## What you should do:
In the entries that follow, find every line containing "blade" and copy it.

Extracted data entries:
########
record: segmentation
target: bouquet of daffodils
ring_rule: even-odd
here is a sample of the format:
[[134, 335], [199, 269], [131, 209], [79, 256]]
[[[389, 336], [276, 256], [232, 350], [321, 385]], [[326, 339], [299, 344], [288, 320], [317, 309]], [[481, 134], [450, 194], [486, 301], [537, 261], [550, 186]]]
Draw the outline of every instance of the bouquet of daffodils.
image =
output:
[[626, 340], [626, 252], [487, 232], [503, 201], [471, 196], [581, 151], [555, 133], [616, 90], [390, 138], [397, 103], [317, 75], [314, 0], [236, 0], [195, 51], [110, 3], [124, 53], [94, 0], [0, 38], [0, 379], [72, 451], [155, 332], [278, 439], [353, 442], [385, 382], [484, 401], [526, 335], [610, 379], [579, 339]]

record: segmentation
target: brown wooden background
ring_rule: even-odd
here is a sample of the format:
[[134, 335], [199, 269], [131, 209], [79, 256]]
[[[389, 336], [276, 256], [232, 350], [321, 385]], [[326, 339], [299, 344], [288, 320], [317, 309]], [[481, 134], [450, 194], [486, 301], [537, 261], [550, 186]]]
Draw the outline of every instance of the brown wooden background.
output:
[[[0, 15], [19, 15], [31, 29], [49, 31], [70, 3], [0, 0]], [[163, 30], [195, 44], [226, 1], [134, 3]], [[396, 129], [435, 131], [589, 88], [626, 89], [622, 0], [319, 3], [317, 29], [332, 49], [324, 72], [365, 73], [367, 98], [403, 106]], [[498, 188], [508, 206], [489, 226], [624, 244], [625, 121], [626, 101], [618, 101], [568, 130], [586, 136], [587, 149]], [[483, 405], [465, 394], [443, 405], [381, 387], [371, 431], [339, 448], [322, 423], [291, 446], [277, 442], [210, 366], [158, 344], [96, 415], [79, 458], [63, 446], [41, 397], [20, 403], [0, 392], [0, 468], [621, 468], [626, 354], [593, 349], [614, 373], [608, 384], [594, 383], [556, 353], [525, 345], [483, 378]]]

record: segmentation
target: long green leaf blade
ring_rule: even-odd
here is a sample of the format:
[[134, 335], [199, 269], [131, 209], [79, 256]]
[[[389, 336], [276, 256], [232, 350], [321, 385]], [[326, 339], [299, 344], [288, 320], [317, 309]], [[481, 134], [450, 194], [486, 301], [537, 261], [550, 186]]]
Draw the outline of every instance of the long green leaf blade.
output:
########
## Result of this task:
target: long green leaf blade
Draw the outline of every instance of the long green leaf blade.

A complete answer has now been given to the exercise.